Task brief
All the entries need to be duplicated exactly, with the pictures omitted.

[Image point grounding data]
^^^^^^^^

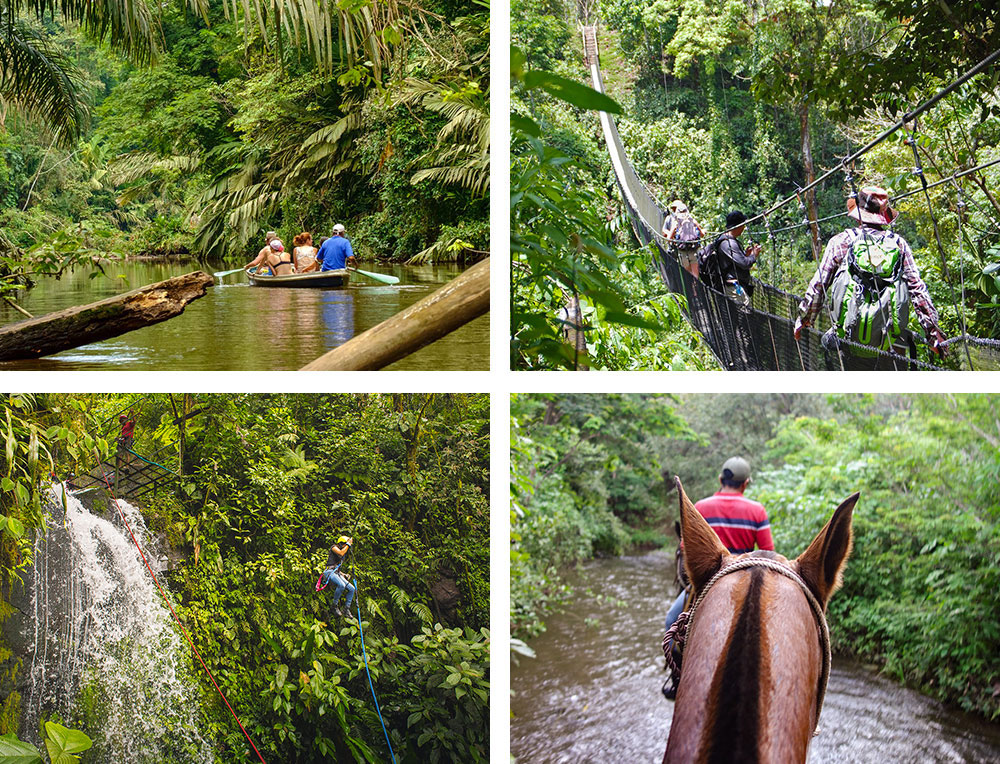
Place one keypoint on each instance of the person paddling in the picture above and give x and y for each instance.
(332, 574)
(335, 253)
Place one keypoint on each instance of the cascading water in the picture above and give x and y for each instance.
(101, 648)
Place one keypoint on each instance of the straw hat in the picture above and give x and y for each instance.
(872, 206)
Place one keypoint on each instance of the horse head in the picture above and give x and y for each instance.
(756, 657)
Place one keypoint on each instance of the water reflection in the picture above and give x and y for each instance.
(338, 317)
(242, 328)
(593, 692)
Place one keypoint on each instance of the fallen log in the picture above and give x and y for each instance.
(97, 321)
(453, 305)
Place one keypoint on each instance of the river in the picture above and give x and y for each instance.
(237, 327)
(592, 694)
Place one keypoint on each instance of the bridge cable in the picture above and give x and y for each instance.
(918, 170)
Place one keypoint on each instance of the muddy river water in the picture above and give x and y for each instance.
(241, 328)
(592, 694)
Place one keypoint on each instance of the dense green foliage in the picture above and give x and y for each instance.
(920, 589)
(733, 106)
(227, 127)
(269, 482)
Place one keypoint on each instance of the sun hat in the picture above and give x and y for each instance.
(872, 206)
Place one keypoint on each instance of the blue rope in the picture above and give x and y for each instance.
(365, 655)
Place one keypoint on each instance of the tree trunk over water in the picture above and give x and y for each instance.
(441, 312)
(101, 320)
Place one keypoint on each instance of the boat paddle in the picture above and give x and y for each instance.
(382, 277)
(221, 274)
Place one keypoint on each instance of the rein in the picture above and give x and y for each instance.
(678, 633)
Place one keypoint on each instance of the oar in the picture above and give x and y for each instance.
(382, 277)
(221, 274)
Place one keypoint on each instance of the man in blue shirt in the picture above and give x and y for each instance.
(336, 252)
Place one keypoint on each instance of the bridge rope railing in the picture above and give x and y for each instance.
(760, 336)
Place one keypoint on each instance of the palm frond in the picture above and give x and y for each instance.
(38, 78)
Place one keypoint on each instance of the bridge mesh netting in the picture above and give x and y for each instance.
(757, 337)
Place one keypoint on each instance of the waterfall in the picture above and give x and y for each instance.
(102, 650)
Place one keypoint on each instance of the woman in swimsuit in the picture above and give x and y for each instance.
(304, 253)
(276, 261)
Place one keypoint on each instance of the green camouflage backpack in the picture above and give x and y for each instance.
(869, 301)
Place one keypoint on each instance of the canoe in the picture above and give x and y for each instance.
(315, 279)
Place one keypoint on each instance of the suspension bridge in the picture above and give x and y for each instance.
(760, 336)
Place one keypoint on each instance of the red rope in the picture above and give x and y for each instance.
(156, 581)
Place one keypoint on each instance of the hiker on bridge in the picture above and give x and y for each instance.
(332, 574)
(726, 265)
(740, 524)
(682, 232)
(871, 279)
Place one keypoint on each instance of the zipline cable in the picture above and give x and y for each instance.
(364, 654)
(163, 594)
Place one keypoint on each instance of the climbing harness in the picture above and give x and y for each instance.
(163, 594)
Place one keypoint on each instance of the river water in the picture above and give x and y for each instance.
(592, 694)
(237, 327)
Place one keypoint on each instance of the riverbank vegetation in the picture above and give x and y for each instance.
(736, 106)
(920, 589)
(267, 483)
(193, 127)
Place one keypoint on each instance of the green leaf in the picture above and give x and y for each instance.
(62, 742)
(572, 92)
(525, 125)
(14, 751)
(627, 319)
(14, 527)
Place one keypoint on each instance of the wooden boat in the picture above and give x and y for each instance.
(315, 279)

^^^^^^^^

Reply to the exercise
Place one keypoint on each instance of the person paddling in the picture above and give x and y for each instance.
(332, 574)
(335, 253)
Place one keypoint on each instance of the cascading water in the picture above and give x and y for each instance.
(101, 648)
Place one keypoint on each instance of the straw hat in the picture above and give x and y for each instance.
(872, 206)
Place one keypoint on each instance of the horse head in the picture above and give x and y for each instance.
(756, 657)
Place one keypoint on each instance of the water reflection in the picture above and give x and y for each instance.
(338, 317)
(242, 328)
(593, 692)
Place one keypoint on each instance of the fallen log in the picture above and give x and y for each instance.
(97, 321)
(453, 305)
Place one keypoint on each instance of the river in the picture above and give x and y for each instance.
(237, 327)
(592, 694)
Place one keypoint on each instance of the bridge cable in the picture above and give x and y for each instance.
(918, 170)
Place one keypoint on each instance of the muddy river water in the picture above and give x and y for each instance.
(241, 328)
(592, 694)
Place one keypoint on each instance of the dense green foliage in the picture above and give x and y for each instance.
(920, 589)
(733, 106)
(227, 127)
(269, 482)
Place one keypoint on each instance of the sun hat in the picture above and give x and y for each instance.
(872, 206)
Place one keypoint on each instance of the blue rope in the picture above and give x and y for each instance.
(365, 655)
Place one keypoint on each instance of the tree trunk over water in the picture above and give x and y for each instance.
(441, 312)
(101, 320)
Place one keypoint on each instance of the boat paddle in the picture above and give x and y for each instance.
(382, 277)
(221, 274)
Place one keypoint on each instance of the rein in the picture above and give x and y for each instance.
(678, 633)
Place one keypoint on each instance of the oar in the picture above and give x and y for each instance.
(382, 277)
(221, 274)
Place one keypoint on each instance of the man in blue shirt in the picture above and give x and y for each instance.
(336, 252)
Place one keypoint on each instance of the bridge rope railing in the picture above and give x and y for each instance.
(760, 336)
Place one keypoint on each instance of the palm frond in the picture above and give x and y for each instance.
(38, 78)
Place one keypoint on each instance of the bridge mesh netting in the picture above and give x and y for each instance.
(757, 337)
Place one keypoint on each instance of the waterfall in the picture above and give x and y for each instance.
(102, 650)
Place one keypoint on each instance of the woman in swimsuit in the picture above and give x and y for each instance.
(304, 253)
(276, 261)
Place one keypoint on each instance of the green camouflage backpack in the picture above and give x and y for each instance.
(869, 301)
Place one keypoint on each instance of the canoe in the picture above and give x and y for each instance.
(315, 279)
Place one keypoint on each instance of the suspension bridge in the picture above and give x and y for each instance.
(760, 336)
Place one keypoint on each instance of the red rope in the picture above and give x and y for each instance.
(156, 581)
Place one keypoint on each instance of the hiker on bridge in the picture above and give x and y for each instance.
(332, 574)
(726, 265)
(740, 524)
(682, 232)
(871, 279)
Place one keypoint on each instance of the zipline cable in the picture above and give x and y for each instance.
(364, 654)
(163, 594)
Place one keypoint on each instance of the climbing harness in the picture above and give x and y for each instance.
(163, 594)
Place one keypoint on each instance of the river water in the picture above and give x and y for each instance.
(592, 694)
(237, 327)
Place one keypoint on each instance of the riverbank vegetation in the picture above and give x and y for each instance.
(736, 106)
(920, 589)
(267, 483)
(193, 127)
Place one keypoint on each instance of the green leaf in the picture above and give x and y for each instance.
(62, 742)
(572, 92)
(525, 125)
(14, 751)
(627, 319)
(14, 527)
Place one keypoint on each instance of the wooden boat in the picture above and give x and y for each instance.
(315, 279)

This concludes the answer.